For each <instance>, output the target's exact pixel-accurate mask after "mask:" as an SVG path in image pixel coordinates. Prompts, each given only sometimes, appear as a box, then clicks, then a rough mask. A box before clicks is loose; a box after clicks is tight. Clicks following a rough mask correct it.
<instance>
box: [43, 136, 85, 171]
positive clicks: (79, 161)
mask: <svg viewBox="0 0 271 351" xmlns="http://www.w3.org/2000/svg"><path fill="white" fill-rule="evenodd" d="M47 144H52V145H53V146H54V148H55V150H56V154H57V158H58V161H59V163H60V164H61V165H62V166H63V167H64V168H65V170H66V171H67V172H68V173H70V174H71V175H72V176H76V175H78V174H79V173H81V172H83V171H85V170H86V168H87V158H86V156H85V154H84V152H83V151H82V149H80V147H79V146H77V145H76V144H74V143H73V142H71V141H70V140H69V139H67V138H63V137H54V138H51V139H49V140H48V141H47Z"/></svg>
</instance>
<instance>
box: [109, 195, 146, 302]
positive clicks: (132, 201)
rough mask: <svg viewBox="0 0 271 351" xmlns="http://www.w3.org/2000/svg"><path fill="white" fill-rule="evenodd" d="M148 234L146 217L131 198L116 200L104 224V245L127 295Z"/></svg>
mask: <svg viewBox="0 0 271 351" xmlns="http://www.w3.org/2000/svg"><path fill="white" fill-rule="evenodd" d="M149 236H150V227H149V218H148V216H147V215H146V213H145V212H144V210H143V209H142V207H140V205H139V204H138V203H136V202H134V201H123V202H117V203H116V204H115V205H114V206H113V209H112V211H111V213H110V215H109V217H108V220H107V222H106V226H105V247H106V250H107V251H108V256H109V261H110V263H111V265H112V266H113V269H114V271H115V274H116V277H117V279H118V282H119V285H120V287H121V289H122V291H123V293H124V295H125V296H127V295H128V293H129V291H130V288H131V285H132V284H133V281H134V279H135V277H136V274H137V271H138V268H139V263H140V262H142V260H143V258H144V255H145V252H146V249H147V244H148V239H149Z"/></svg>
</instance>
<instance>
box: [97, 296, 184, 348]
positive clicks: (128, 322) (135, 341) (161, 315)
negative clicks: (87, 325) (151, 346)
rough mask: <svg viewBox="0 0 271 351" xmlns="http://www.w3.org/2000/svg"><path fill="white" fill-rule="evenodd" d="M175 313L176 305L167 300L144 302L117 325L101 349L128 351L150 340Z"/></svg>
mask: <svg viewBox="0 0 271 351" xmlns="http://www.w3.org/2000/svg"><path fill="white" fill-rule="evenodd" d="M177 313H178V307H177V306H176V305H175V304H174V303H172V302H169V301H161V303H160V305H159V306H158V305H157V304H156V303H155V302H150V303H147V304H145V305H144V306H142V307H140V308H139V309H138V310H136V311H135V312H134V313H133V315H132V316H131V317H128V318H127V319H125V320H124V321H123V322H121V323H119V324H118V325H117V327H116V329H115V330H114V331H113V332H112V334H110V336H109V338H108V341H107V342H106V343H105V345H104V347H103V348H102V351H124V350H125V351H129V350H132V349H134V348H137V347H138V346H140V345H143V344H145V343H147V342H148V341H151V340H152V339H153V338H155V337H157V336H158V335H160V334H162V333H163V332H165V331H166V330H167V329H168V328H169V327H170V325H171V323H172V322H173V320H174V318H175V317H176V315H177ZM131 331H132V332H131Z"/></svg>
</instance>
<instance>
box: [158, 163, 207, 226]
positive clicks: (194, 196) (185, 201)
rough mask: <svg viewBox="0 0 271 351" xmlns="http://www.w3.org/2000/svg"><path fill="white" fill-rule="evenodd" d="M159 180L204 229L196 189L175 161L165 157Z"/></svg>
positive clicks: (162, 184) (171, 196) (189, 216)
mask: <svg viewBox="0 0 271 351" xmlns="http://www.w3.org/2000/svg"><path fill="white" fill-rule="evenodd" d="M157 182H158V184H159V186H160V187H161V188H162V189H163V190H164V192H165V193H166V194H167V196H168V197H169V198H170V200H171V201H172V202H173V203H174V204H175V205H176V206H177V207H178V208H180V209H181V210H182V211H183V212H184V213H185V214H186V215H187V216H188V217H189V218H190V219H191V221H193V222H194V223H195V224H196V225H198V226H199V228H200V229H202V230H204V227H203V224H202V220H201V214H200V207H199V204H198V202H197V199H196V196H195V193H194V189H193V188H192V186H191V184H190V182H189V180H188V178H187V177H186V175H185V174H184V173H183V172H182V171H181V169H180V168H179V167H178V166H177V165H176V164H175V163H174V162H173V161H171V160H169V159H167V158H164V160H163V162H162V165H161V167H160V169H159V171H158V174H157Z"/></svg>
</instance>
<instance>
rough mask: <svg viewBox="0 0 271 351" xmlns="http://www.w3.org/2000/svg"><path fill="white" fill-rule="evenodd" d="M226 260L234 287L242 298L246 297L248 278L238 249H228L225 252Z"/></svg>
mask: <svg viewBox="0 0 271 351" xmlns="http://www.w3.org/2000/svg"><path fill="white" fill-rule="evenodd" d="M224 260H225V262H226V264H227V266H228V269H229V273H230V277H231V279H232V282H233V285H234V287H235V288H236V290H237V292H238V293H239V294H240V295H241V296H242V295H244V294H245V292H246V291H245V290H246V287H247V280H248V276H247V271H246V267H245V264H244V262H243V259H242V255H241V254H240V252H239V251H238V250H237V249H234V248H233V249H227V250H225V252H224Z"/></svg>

┄┄┄┄┄┄┄┄┄┄

Print the material in full, exactly as written.

For each <instance>, output the target's exact pixel-accurate mask after "mask:" as an SVG path in image pixel coordinates. Prompts, each given only sometimes, appear as a box, then clicks, then a rough mask. A box before clicks is loose; a box after clicks is tight. Clicks following a rough mask correct it.
<instance>
box: [43, 136, 85, 171]
positive clicks: (79, 161)
mask: <svg viewBox="0 0 271 351" xmlns="http://www.w3.org/2000/svg"><path fill="white" fill-rule="evenodd" d="M47 144H52V145H53V146H54V148H55V150H56V154H57V158H58V161H59V163H60V164H61V165H62V166H63V167H64V168H65V170H66V171H67V172H68V173H70V174H71V175H72V176H76V175H78V174H79V173H81V172H83V171H85V170H86V168H87V158H86V156H85V154H84V152H83V151H82V149H80V147H79V146H77V145H76V144H74V143H73V142H71V141H70V140H69V139H67V138H63V137H54V138H51V139H49V140H48V141H47Z"/></svg>
</instance>
<instance>
box: [109, 195, 146, 302]
positive clicks: (132, 201)
rough mask: <svg viewBox="0 0 271 351" xmlns="http://www.w3.org/2000/svg"><path fill="white" fill-rule="evenodd" d="M148 234L146 217L131 198L116 200L104 224V245L127 295Z"/></svg>
mask: <svg viewBox="0 0 271 351" xmlns="http://www.w3.org/2000/svg"><path fill="white" fill-rule="evenodd" d="M149 236H150V227H149V218H148V216H147V215H146V213H145V212H144V210H143V209H142V207H140V205H139V204H138V203H136V202H134V201H123V202H117V203H116V204H115V205H114V206H113V209H112V211H111V213H110V215H109V217H108V220H107V222H106V226H105V247H106V250H107V251H108V256H109V261H110V263H111V265H112V266H113V269H114V271H115V274H116V277H117V279H118V282H119V285H120V287H121V289H122V291H123V293H124V295H125V296H127V295H128V293H129V291H130V288H131V285H132V284H133V281H134V279H135V277H136V274H137V271H138V268H139V263H140V262H142V260H143V258H144V255H145V252H146V249H147V244H148V239H149Z"/></svg>
</instance>
<instance>
box: [97, 296, 184, 348]
positive clicks: (128, 322) (135, 341) (161, 315)
negative clicks: (87, 325) (151, 346)
rough mask: <svg viewBox="0 0 271 351" xmlns="http://www.w3.org/2000/svg"><path fill="white" fill-rule="evenodd" d="M175 313L176 305L167 300L144 302L117 325L101 349L128 351L150 340Z"/></svg>
mask: <svg viewBox="0 0 271 351" xmlns="http://www.w3.org/2000/svg"><path fill="white" fill-rule="evenodd" d="M177 313H178V307H177V306H176V305H175V304H174V303H172V302H169V301H161V303H160V305H159V306H158V305H157V304H156V303H155V302H150V303H147V304H145V305H144V306H142V307H140V308H139V309H138V310H136V311H135V312H134V313H133V315H132V316H131V317H128V318H127V319H125V320H124V321H123V322H121V323H119V324H118V325H117V327H116V329H115V330H114V331H113V332H112V334H110V336H109V338H108V341H107V342H106V343H105V345H104V347H103V348H102V351H124V350H125V351H129V350H132V349H134V348H137V347H138V346H140V345H143V344H145V343H147V342H148V341H151V340H152V339H153V338H155V337H157V336H158V335H160V334H162V333H163V332H165V331H166V330H167V329H168V328H169V327H170V325H171V323H172V322H173V320H174V318H175V317H176V315H177ZM131 331H132V332H131Z"/></svg>
</instance>
<instance>
box: [158, 163, 207, 226]
positive clicks: (194, 196) (185, 201)
rough mask: <svg viewBox="0 0 271 351" xmlns="http://www.w3.org/2000/svg"><path fill="white" fill-rule="evenodd" d="M159 180L204 229L196 189L175 161L165 157Z"/></svg>
positive clicks: (162, 184) (171, 196) (189, 216)
mask: <svg viewBox="0 0 271 351" xmlns="http://www.w3.org/2000/svg"><path fill="white" fill-rule="evenodd" d="M157 182H158V184H159V186H160V187H161V188H162V189H163V190H164V192H165V193H166V194H167V196H168V197H169V198H170V200H171V201H172V202H173V203H174V204H175V205H176V206H177V207H178V208H180V209H181V210H182V211H183V212H184V213H185V214H186V215H187V216H188V217H189V218H190V219H191V221H193V222H194V223H195V224H196V225H198V226H199V228H200V229H202V230H204V227H203V224H202V220H201V214H200V207H199V204H198V202H197V199H196V196H195V193H194V189H193V188H192V186H191V184H190V182H189V180H188V178H187V177H186V175H185V174H184V173H183V172H182V171H181V169H180V168H179V167H178V166H177V165H176V164H175V163H174V162H173V161H171V160H169V159H167V158H164V160H163V162H162V165H161V167H160V169H159V171H158V174H157Z"/></svg>
</instance>
<instance>
rough mask: <svg viewBox="0 0 271 351" xmlns="http://www.w3.org/2000/svg"><path fill="white" fill-rule="evenodd" d="M226 260L234 287L242 298L246 297L248 278L238 249H228L225 252Z"/></svg>
mask: <svg viewBox="0 0 271 351" xmlns="http://www.w3.org/2000/svg"><path fill="white" fill-rule="evenodd" d="M224 260H225V262H226V264H227V266H228V269H229V273H230V277H231V279H232V282H233V285H234V287H235V288H236V290H237V292H238V293H239V294H240V295H241V296H242V295H244V294H245V292H246V291H245V290H246V287H247V280H248V276H247V271H246V267H245V264H244V262H243V259H242V255H241V254H240V252H239V251H238V250H237V249H234V248H233V249H227V250H225V252H224Z"/></svg>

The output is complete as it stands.